Work required
Every line below should be repeated exactly as written.
*** Material for this exercise ***
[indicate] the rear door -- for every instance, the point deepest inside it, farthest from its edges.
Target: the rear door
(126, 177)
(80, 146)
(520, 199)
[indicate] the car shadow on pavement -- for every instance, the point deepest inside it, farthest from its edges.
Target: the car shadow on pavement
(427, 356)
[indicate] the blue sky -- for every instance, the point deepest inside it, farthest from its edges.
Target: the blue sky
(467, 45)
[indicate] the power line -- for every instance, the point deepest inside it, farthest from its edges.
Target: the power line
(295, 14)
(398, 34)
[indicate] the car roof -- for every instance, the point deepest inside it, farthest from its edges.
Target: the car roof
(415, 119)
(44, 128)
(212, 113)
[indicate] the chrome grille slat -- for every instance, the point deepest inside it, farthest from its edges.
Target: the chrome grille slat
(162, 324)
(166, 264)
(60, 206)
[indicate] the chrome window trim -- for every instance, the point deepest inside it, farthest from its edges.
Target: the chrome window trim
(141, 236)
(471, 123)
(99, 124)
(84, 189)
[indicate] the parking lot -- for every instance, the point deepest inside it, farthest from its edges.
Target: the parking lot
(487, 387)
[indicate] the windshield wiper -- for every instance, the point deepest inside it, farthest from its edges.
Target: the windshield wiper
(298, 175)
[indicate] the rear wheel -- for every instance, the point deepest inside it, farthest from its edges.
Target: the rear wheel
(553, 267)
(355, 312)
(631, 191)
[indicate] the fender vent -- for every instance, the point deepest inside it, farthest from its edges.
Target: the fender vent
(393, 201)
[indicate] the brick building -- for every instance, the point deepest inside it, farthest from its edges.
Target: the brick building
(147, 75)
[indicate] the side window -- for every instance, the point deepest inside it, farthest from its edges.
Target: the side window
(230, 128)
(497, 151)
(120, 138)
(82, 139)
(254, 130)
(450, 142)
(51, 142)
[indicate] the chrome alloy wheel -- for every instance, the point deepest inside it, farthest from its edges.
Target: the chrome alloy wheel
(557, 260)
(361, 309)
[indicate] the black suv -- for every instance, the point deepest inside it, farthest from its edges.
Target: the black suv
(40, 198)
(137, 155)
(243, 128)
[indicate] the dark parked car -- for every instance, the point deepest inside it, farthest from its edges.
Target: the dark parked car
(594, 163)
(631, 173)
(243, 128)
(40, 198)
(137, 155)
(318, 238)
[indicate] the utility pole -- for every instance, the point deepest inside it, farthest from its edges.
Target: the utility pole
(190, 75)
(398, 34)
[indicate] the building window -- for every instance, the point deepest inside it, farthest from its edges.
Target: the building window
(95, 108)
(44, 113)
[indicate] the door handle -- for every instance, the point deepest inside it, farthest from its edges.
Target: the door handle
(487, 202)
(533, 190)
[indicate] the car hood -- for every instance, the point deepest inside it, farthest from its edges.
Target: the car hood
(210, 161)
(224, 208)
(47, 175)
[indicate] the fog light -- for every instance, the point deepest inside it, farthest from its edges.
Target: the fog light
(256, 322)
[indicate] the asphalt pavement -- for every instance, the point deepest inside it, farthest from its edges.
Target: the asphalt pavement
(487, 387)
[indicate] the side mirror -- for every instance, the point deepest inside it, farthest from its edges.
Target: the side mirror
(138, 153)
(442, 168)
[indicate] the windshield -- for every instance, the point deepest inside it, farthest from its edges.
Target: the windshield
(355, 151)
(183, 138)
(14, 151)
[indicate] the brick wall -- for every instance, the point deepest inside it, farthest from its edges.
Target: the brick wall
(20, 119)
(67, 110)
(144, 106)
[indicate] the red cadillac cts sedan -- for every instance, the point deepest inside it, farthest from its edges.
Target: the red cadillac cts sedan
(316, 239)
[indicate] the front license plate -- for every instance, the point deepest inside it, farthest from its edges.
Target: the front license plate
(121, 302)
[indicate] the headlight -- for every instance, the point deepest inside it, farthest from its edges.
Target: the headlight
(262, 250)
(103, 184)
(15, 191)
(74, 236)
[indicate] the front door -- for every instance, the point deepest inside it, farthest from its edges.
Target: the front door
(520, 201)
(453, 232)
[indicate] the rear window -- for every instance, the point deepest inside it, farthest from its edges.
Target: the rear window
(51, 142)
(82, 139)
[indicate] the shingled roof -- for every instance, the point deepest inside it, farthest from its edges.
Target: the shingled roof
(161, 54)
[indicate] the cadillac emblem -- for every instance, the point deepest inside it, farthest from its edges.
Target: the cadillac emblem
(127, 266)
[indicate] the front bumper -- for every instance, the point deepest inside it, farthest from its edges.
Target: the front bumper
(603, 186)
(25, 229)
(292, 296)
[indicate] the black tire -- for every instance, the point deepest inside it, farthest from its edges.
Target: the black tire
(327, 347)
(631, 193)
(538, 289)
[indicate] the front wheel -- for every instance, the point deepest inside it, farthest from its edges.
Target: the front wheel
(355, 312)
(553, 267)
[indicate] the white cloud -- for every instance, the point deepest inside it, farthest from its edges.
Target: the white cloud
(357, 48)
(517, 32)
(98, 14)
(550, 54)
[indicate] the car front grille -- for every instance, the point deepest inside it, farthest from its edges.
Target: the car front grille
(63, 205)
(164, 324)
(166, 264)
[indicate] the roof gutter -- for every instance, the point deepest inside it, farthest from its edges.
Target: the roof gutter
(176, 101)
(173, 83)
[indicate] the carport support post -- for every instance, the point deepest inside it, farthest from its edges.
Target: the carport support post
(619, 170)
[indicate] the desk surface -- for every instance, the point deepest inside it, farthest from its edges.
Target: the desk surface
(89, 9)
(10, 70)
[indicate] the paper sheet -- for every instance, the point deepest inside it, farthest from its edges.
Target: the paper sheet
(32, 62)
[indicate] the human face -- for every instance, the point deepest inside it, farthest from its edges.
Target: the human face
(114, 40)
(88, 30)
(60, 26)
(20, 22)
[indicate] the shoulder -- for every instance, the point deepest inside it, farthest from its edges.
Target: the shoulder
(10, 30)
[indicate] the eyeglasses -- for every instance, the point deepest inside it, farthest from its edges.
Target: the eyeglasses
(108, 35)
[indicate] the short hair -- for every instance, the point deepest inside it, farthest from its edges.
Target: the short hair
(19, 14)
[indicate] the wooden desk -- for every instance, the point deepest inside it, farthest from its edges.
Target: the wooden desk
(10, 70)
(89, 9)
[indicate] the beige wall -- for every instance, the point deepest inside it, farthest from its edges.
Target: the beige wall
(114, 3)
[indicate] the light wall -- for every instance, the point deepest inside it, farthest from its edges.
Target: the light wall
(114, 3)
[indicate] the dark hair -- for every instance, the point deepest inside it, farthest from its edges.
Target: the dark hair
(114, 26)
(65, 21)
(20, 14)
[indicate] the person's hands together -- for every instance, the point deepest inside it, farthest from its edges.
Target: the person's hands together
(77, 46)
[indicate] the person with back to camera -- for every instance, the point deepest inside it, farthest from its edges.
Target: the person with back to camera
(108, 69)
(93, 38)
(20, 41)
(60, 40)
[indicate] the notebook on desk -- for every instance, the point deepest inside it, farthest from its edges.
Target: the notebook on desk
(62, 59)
***
Written answer
[indicate] the rear door -- for every instance, the point deepest inside it, farthest from its edges.
Target: the rear door
(126, 177)
(80, 146)
(520, 199)
[indicate] the car shadow on pavement -- for every instance, the point deepest inside it, farthest from its edges.
Target: the car shadow on pavement
(427, 356)
[indicate] the blue sky -- for every instance, the point deepest inside it, farthest from its edges.
Target: the blue sky
(467, 45)
[indicate] the power line -- for every instance, the point deepest inside it, farthest from its edges.
Target: the power line
(295, 14)
(398, 34)
[indicate] the car roof -- for every instance, the point deepest inside it, farthest from its edges.
Target: the car roof
(415, 119)
(44, 128)
(212, 113)
[indicate] the chrome grille slat -- for every instance, the point deepest inside it, farthest from its edges.
Target: the chrome grille slat
(162, 324)
(166, 264)
(60, 206)
[indicate] the chrome window trim -- for every instance, the point deepest inside it, farthest from its edges.
Target: the chrome window trim
(141, 236)
(471, 123)
(99, 124)
(84, 189)
[indicate] the parking lot -- for every instance, the point deepest inside it, farthest from its edges.
Target: the parking lot
(487, 387)
[indicate] the windshield wiper -- for every instance, the point deepest inside it, farthest from its edges.
Target: the windshield wiper
(298, 175)
[indicate] the rear wheel -- for every instance, the point deepest inside it, farthest from its edges.
Target: the rear wheel
(553, 267)
(355, 312)
(631, 191)
[indicate] the fender vent -- for every instance, the point deepest inside it, farthest from its edges.
Target: the fender vent
(393, 201)
[indicate] the brick building -- for every instance, the point deepest inside it, farthest from its edges.
Target: the brick building
(147, 75)
[indicate] the side window -- for every instance, the point deepest inside it, farthest from its edges.
Target: the side window
(230, 128)
(497, 151)
(120, 138)
(82, 139)
(254, 130)
(450, 142)
(51, 142)
[indicate] the chrome alloy wheel -- for every instance, the point deepest inside it, farthest from its edges.
Target: the chrome alloy wheel
(557, 260)
(361, 309)
[indicate] the black suv -- for every instance, the point deepest inside it, farthest from its edges.
Target: the black suv
(40, 198)
(137, 155)
(243, 128)
[indicate] the dark parked car -- for every instance, the point deepest inside it, farthest from its edges.
Target: the dark parked car
(594, 163)
(631, 173)
(243, 128)
(40, 198)
(137, 155)
(318, 238)
[indicate] the utility pole -- for every instance, the point deepest inside it, farthest from its edges.
Target: the utility pole
(190, 75)
(398, 34)
[indicate] the building window -- for every instance, the point deepest inside it, farthest from its edges.
Target: the building window
(95, 108)
(44, 113)
[indicate] the door handle -- for every instance, the point deepest inside it, farthest from its edges.
Target: the door handle
(487, 202)
(533, 190)
[indicate] the car hood -- for every instance, the point deepest inside it, farthest from its edges.
Target: the car hood
(210, 161)
(224, 208)
(47, 175)
[indicate] the fog light -- for every instance, the point deepest inside it, farthest from its edges.
Target: the fog light
(256, 322)
[indicate] the asphalt pavement -- for every instance, the point deepest inside it, farthest from its edges.
Target: the asphalt pavement
(487, 387)
[indicate] the side mirror -- for every instance, the point deepest inside it, farthest from its edges.
Target: the side mirror
(138, 153)
(442, 168)
[indicate] the windshield -- for every instance, the point deepest inside it, farthest from its edges.
Target: the windshield
(355, 151)
(183, 138)
(14, 151)
[indicate] the brick wall -- for every instance, the point deepest inside it, farthest from its edges.
Target: the brick wall
(20, 119)
(67, 110)
(144, 106)
[indicate] the red cadillac cts sedan -- for every instance, the point deepest inside it, farthest from its edges.
Target: the red cadillac cts sedan
(316, 239)
[indicate] the front license plate -- for every instance, the point deepest inside it, farthest from its edges.
Target: the front license plate
(121, 302)
[indicate] the headlight -- for every instance, the point deepest inside it, farthest from its edges.
Target: the headlight
(262, 250)
(103, 184)
(15, 191)
(74, 236)
[indicate] the front door -- for every instance, the point deepest inside it, farthest from its edges.
Target: the front door
(520, 201)
(453, 232)
[indicate] the rear window -- for every instance, the point deepest inside it, farthest from its edges.
Target: the rear window
(51, 142)
(82, 139)
[indicate] the shingled roof -- for every instance, the point deepest inside it, farthest from its edges.
Target: the shingled roof
(161, 54)
[indicate] the cadillac emblem -- for every instance, the point deepest inside it, farthest from its edges.
Target: the cadillac emblem
(127, 266)
[indicate] the front bumper -- for every instance, the point deepest inside it, farthest from its edges.
Target: the front bumper
(603, 186)
(25, 229)
(292, 296)
[indicate] the black tire -- for every instance, the point deepest inside it, farthest from its edges.
Target: the black tire
(327, 347)
(631, 193)
(538, 289)
[indicate] the front wheel -- for every instance, the point deepest inside it, farthest from its edges.
Target: the front wheel
(355, 312)
(553, 267)
[indicate] the white cloud -- for every instance, the point deepest inside it, farthest from its edges.
Target: the white cloud
(357, 48)
(517, 32)
(98, 14)
(550, 54)
[indicate] the car front grille -- for every instance, the point deepest inside it, farthest from its edges.
Target: the car front grille
(63, 205)
(164, 324)
(166, 264)
[indicate] the roof gutter -- for every instance, the point deepest inside it, farthest from its edges.
Target: the roof gutter
(176, 101)
(173, 83)
[indicate] the carport support post -- for every instance, the point deepest inside it, farthest from its edges.
Target: the carport support post
(619, 170)
[indicate] the desk surface -- for every instance, the point deepest inside it, farthest from its edges.
Target: the desk surface
(89, 9)
(10, 70)
[indicate] the paper sheet -- for every instance, the point deepest inside it, farthest from its edges.
Target: the paper sheet
(32, 62)
[indicate] the human face -- for every instance, the point deepest inside it, farthest from its edges.
Target: the human face
(114, 40)
(88, 30)
(60, 26)
(20, 22)
[indicate] the shoulder -- for every instance, the point deepest inside it, farthest from its edges.
Target: the shoulder
(10, 30)
[indicate] the eyeglasses -- for every instance, the point deepest inside it, farthest from its edges.
Target: the eyeglasses
(108, 35)
[indicate] the short hair -- for every instance, the point deepest inside it, farthest from its edges.
Target: the short hair
(19, 14)
[indicate] the wooden desk -- for every instance, the point deepest inside it, farthest from its edges.
Target: the wooden desk
(10, 70)
(89, 9)
[indicate] the beige wall -- for every instance, the point deepest inside it, farthest from its edges.
Target: the beige wall
(114, 3)
[indicate] the light wall -- for every instance, the point deepest inside it, farthest from its edges.
Target: the light wall
(114, 3)
[indicate] the dark hair -- for every instance, the point deepest inside it, farthest from its edges.
Target: the dark hair
(114, 26)
(65, 21)
(20, 14)
[indicate] the person's hands together -- for every instance, the point deepest inside it, farthest from its edges.
Target: the person's hands together
(77, 46)
[indicate] the person with back to camera -- for every instance, the point deepest inside it, farthest from its edges.
Target: the person with back to camera
(108, 69)
(93, 38)
(20, 41)
(60, 40)
[indicate] the notebook on desk -- for every instance, the point deepest inside it, farthest from its edges.
Target: the notebook on desk
(62, 59)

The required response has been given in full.